:: Required work ::
Count the lines in the entries below that contain the string "barn", matching case exactly. Reply with the number only.
-----
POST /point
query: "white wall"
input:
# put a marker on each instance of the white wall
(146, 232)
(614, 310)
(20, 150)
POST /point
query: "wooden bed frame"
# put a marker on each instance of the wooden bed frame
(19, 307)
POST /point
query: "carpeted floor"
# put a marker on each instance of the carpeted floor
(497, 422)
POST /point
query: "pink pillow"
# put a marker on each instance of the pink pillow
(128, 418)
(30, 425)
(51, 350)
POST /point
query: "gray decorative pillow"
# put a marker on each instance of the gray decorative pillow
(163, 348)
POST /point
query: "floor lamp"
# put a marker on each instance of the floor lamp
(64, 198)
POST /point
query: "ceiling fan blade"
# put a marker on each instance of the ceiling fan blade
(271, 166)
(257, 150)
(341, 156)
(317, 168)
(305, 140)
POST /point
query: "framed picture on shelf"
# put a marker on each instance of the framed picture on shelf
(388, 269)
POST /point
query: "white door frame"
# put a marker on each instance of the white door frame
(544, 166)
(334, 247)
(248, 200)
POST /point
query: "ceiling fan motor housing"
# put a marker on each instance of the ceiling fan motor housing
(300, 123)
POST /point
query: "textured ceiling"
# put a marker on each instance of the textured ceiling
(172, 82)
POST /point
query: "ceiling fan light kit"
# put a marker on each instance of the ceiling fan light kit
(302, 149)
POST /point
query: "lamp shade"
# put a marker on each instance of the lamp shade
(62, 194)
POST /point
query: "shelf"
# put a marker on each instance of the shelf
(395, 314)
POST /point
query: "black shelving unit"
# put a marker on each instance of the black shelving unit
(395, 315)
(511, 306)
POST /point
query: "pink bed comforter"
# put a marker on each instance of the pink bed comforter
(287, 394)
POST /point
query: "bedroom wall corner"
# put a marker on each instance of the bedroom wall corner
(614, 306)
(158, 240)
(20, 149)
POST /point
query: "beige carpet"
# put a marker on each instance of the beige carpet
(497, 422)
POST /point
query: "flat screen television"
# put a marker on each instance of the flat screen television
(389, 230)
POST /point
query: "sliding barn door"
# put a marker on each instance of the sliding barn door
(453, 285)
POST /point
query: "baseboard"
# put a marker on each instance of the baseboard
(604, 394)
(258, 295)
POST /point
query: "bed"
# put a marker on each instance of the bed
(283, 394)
-----
:: Task solution ::
2